Source document →
--- begin ---

The estimate 9.501 is equivalent to the t-test result, but now the degrees of freedom (df = 47) is consistent with the number of schools (n = 49) and so the p-value (.018) is correctly adjusted.


To account for the dependency we can also estimate a random intercept for each school in a linear mixed model (LMM):

fit.2 <- lmer(Change ~ 1 + Treatment + (1|School_ID),
     data = as.data.frame(cwdf))

fit.2 %>%
  tidy(effects = "fixed", conf.int=T) %>%
  filter(term == "Treatment1") 
effect term estimate std.error statistic df p.value conf.low conf.high
fixed Treatment1 9.881 3.822 2.586 48.12 0.0128 2.198 17.56

The estimate from the LMM of 9.88 (3.82) is similar (but not equivalent) to the t-test result. Nevertheless, the degrees of freedom (48.1) and therefore the p-value (.0128) reflects the unique amount of information provided by each school (ICC = 0.076).


We can also estimate gain in a mixed 2 x (2) ANOVA with treatment and time (Pre, Post) as factors, where the interaction term (Time:Treatment) represents the average gain of the program schools over the other schools.

In a RM ANOVA, Time is nested within School and this must be entered into the error term. Note the result matches the nested ANOVA on the change scores:

lpdf <- df %>%
  filter(Year_level %in% 3:4) %>%
  mutate(Time = Year_level - 3) 

aov.interact.school <- aov(Numeracy ~ Treatment*Time + Error(School_ID/Time),
                           data = lpdf) 

emmeans::emmeans(aov.interact.school,  ~ Time|Treatment) %>%
  as.data.frame() %>%
  select(Time, Treatment, emmean) %>%
  spread(Time, emmean) %>%
  mutate(delta = `1` - `0`) %>%
  select(Treatment, delta) %>%
  spread(Treatment, delta) %>%
  mutate(estimate = `1` - `0`)

--- end ---

To be done →
• A. From the two model formulas in the excerpt, the `lmer` call and the `aov` call, list every distinct variable name that appears.
• B. According to the excerpt, why does the `aov` call include `Error(School_ID/Time)`?

Data shown →
--- begin ---

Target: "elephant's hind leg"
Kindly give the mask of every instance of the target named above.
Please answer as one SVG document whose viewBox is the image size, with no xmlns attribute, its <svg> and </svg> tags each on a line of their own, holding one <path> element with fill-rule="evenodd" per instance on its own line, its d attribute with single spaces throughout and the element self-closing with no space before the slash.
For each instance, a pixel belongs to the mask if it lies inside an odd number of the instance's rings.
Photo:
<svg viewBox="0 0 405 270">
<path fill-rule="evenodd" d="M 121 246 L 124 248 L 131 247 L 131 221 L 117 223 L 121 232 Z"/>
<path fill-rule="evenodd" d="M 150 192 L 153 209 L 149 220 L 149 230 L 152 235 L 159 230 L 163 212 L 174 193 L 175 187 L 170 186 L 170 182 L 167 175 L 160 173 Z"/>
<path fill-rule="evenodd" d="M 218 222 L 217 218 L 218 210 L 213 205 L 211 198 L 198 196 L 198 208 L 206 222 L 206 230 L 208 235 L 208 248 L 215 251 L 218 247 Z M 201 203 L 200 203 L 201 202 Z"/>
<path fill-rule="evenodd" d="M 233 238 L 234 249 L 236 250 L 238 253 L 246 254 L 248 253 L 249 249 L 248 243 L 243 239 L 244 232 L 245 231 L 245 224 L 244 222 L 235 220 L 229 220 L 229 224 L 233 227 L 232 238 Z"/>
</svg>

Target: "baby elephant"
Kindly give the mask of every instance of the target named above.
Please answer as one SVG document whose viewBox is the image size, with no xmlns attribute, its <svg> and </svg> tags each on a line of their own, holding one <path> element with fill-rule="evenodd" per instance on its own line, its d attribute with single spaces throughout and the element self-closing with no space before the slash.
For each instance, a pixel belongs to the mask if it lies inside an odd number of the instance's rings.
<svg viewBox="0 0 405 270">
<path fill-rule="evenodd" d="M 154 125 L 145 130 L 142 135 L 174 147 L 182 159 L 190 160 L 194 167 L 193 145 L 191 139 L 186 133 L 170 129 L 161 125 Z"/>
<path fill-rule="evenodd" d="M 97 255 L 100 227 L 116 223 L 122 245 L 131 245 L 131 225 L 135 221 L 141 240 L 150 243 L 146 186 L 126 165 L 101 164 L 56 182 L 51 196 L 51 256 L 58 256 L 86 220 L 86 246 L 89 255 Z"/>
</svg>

--- end ---
--- begin ---

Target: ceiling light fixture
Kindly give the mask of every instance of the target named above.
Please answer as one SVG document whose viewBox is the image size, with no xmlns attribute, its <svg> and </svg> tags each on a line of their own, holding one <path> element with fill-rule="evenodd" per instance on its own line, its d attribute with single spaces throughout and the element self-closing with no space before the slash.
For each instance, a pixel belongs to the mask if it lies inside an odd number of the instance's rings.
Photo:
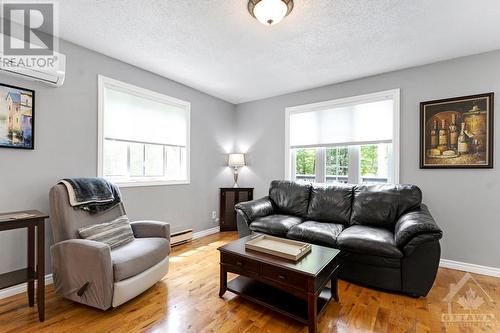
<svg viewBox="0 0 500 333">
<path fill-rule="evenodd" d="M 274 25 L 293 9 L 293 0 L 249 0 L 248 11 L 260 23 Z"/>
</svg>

--- end ---
--- begin ---

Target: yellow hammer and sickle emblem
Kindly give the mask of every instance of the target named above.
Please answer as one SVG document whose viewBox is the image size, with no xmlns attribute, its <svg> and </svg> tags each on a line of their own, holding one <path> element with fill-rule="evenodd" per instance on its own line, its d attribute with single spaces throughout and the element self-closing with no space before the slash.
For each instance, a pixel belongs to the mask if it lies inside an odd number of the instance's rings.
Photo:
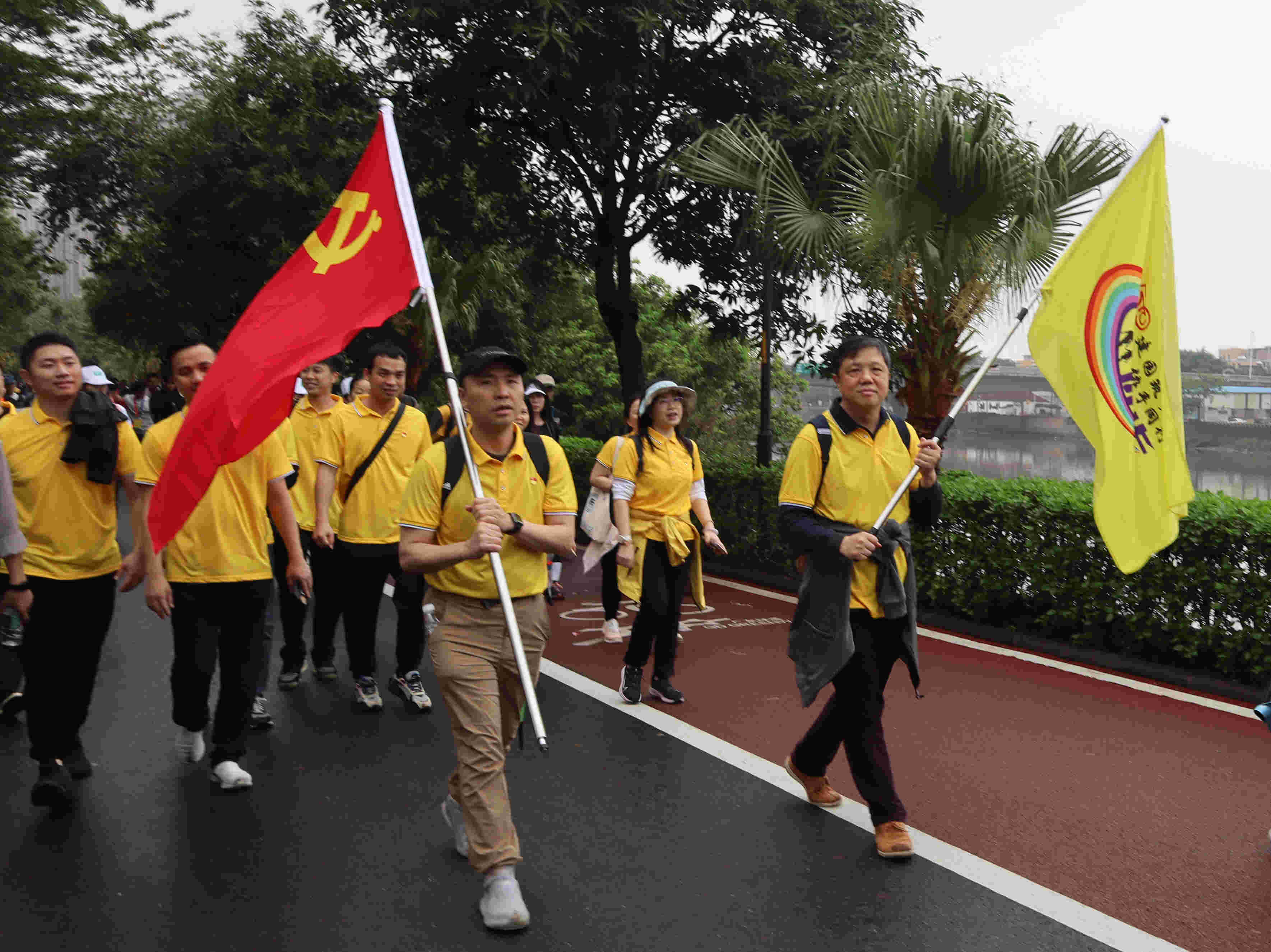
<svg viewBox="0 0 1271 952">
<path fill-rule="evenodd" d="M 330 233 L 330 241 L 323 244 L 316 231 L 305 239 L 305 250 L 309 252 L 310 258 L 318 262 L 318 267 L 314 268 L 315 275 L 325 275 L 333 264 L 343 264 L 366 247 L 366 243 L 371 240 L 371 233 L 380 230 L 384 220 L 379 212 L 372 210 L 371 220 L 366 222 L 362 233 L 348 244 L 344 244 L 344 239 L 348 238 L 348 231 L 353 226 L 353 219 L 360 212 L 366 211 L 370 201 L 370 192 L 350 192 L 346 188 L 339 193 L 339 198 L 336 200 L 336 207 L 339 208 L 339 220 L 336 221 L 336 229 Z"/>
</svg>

--- end ---

Full answers →
• A. Change, Treatment, School_ID, Numeracy, Time

• B. In a repeated-measures ANOVA, Time is nested within School, so that nesting must be entered into the error term. With it in place, the result matches the nested ANOVA on the change scores.